# Problem details
Repeat the data verbatim, images excluded.

[Natural language region descriptions]
-*-

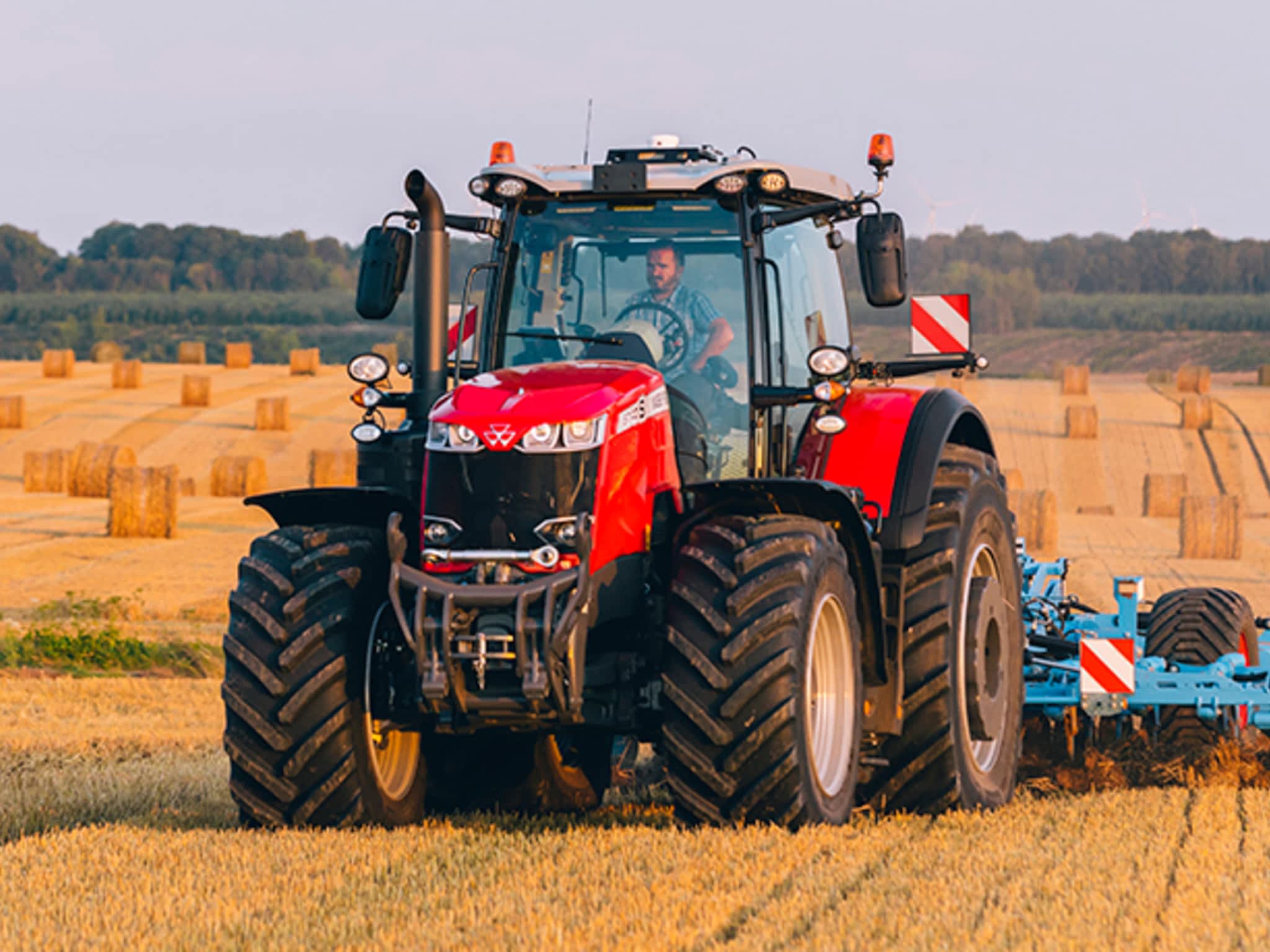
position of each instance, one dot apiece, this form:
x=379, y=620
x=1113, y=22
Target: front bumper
x=440, y=621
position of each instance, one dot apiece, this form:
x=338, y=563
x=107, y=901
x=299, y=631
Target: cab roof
x=680, y=169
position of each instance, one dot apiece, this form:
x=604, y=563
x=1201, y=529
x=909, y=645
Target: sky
x=1044, y=118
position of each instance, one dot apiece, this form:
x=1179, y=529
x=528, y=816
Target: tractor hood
x=500, y=405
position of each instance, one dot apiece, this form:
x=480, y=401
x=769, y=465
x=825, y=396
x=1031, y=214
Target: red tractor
x=646, y=490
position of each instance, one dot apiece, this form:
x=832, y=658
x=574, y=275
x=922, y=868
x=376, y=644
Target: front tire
x=762, y=678
x=303, y=749
x=963, y=648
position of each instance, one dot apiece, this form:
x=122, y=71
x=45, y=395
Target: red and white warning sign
x=940, y=324
x=1106, y=666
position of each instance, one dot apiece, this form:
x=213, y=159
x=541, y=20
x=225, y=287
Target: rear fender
x=818, y=500
x=349, y=506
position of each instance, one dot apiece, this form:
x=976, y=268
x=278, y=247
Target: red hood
x=550, y=392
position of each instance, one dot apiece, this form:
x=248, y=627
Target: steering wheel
x=675, y=338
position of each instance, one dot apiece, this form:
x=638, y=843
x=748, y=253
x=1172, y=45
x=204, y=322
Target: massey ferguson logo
x=499, y=436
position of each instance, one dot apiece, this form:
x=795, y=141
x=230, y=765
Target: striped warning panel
x=940, y=324
x=1106, y=666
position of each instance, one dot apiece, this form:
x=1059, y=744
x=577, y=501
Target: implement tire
x=963, y=649
x=1198, y=626
x=303, y=749
x=762, y=679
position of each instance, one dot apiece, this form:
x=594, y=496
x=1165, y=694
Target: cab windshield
x=659, y=282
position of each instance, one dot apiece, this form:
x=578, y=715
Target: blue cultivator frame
x=1055, y=625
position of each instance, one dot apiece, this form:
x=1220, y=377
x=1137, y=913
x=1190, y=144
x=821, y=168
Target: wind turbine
x=1147, y=214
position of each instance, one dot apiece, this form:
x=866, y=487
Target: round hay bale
x=1194, y=379
x=238, y=356
x=1210, y=527
x=126, y=375
x=59, y=363
x=1082, y=421
x=272, y=414
x=389, y=351
x=305, y=363
x=1076, y=380
x=192, y=352
x=93, y=467
x=196, y=390
x=43, y=471
x=1162, y=494
x=13, y=413
x=1197, y=412
x=238, y=475
x=333, y=467
x=1037, y=518
x=106, y=352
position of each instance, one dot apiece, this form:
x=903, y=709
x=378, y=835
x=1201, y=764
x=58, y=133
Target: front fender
x=350, y=506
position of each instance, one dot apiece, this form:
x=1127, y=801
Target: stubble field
x=116, y=827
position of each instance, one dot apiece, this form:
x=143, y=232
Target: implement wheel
x=963, y=650
x=303, y=748
x=1198, y=626
x=762, y=681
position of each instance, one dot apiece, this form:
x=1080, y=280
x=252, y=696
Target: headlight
x=541, y=438
x=585, y=434
x=368, y=368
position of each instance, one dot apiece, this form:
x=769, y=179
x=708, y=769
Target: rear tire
x=1198, y=626
x=762, y=685
x=963, y=682
x=303, y=749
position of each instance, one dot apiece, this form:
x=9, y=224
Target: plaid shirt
x=693, y=306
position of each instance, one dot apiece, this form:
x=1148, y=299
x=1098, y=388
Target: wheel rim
x=985, y=753
x=830, y=695
x=394, y=754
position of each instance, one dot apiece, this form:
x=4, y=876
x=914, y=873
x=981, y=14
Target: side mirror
x=385, y=262
x=881, y=247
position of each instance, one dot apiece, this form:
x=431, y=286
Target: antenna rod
x=586, y=146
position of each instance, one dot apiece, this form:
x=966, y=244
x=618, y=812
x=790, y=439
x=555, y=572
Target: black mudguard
x=351, y=506
x=940, y=416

-*-

# Result of the exercise
position of each instance, one dot apiece, this form:
x=379, y=620
x=1113, y=22
Target: front bumper
x=440, y=621
position of each instance, one dot apiece, this form:
x=338, y=563
x=107, y=901
x=299, y=631
Target: cab roof
x=680, y=169
position of each instance, one dot apiece, this form:
x=604, y=563
x=1201, y=529
x=909, y=645
Target: sky
x=1044, y=118
position of each instance, one dot apiece, this form:
x=1179, y=529
x=528, y=816
Target: tractor hood
x=500, y=405
position of each instance, one dot apiece, this form:
x=480, y=401
x=769, y=465
x=825, y=396
x=1031, y=214
Target: red tractor
x=646, y=490
position of each instance, one dot apiece, this form:
x=832, y=658
x=574, y=275
x=922, y=868
x=376, y=644
Target: front tire
x=762, y=678
x=303, y=749
x=963, y=648
position of each instance, one dot apiece, this form:
x=122, y=71
x=45, y=395
Target: red and white warning sign
x=940, y=324
x=1106, y=666
position of each instance, one dot apiece, this form:
x=213, y=159
x=541, y=20
x=225, y=287
Target: rear fender
x=818, y=500
x=349, y=506
position of each instance, one dot apiece, this form:
x=976, y=268
x=278, y=247
Target: red hood
x=550, y=392
position of each instance, one dot apiece, this form:
x=248, y=627
Target: steering wheel
x=675, y=338
position of each instance, one dot apiece, this form:
x=638, y=843
x=748, y=253
x=1172, y=45
x=204, y=322
Target: massey ferguson logo
x=499, y=436
position of each instance, one dot apiece, this form:
x=795, y=141
x=230, y=765
Target: striped warning panel
x=940, y=324
x=1106, y=666
position of each instance, one dot apiece, this form:
x=1059, y=744
x=577, y=501
Target: implement tire
x=963, y=649
x=1198, y=626
x=303, y=749
x=762, y=679
position of each instance, one dot apiece, this form:
x=594, y=496
x=1165, y=694
Target: cab windshield
x=659, y=282
position of each instance, one dot apiece, this form:
x=578, y=715
Target: blue cultivator frame
x=1055, y=625
position of each instance, one dot apiece, this form:
x=1220, y=377
x=1137, y=913
x=1190, y=144
x=821, y=168
Target: wind turbine
x=1147, y=214
position of each instance, one dot apiece, this form:
x=866, y=487
Target: round hay bale
x=1194, y=379
x=238, y=356
x=1210, y=527
x=126, y=375
x=59, y=363
x=1082, y=421
x=272, y=414
x=389, y=351
x=305, y=363
x=1076, y=380
x=192, y=352
x=93, y=467
x=196, y=390
x=43, y=471
x=1162, y=494
x=13, y=413
x=1197, y=412
x=238, y=475
x=333, y=467
x=1037, y=518
x=106, y=352
position of each instance, one dot apiece, this form:
x=903, y=709
x=378, y=835
x=1201, y=764
x=58, y=133
Target: front fender
x=350, y=506
position of each instance, one dot apiece, this form:
x=1127, y=801
Target: stubble field
x=116, y=827
position of each instance, one dot apiece, this form:
x=143, y=232
Target: implement wheel
x=963, y=650
x=303, y=748
x=1198, y=626
x=762, y=681
position of each instance, one dot apiece, this form:
x=1080, y=280
x=252, y=696
Target: headlight
x=541, y=438
x=585, y=434
x=368, y=368
position of each instance, one dot apiece, this form:
x=769, y=179
x=708, y=769
Target: rear tire
x=1198, y=626
x=762, y=685
x=963, y=682
x=303, y=749
position of each instance, one dot apiece, this form:
x=9, y=224
Target: plaid shirt
x=693, y=306
position of each instance, one dot apiece, this form:
x=1148, y=299
x=1098, y=388
Target: wheel rim
x=985, y=753
x=830, y=695
x=394, y=754
position of each instance, one dot apiece, this form:
x=4, y=876
x=914, y=873
x=981, y=14
Target: side mirror
x=385, y=262
x=881, y=247
position of each instance, one dot apiece, this form:
x=431, y=286
Target: antenna rod
x=586, y=146
position of each instance, one dot apiece, this form:
x=966, y=244
x=618, y=812
x=790, y=439
x=555, y=572
Target: black mudguard
x=351, y=506
x=940, y=416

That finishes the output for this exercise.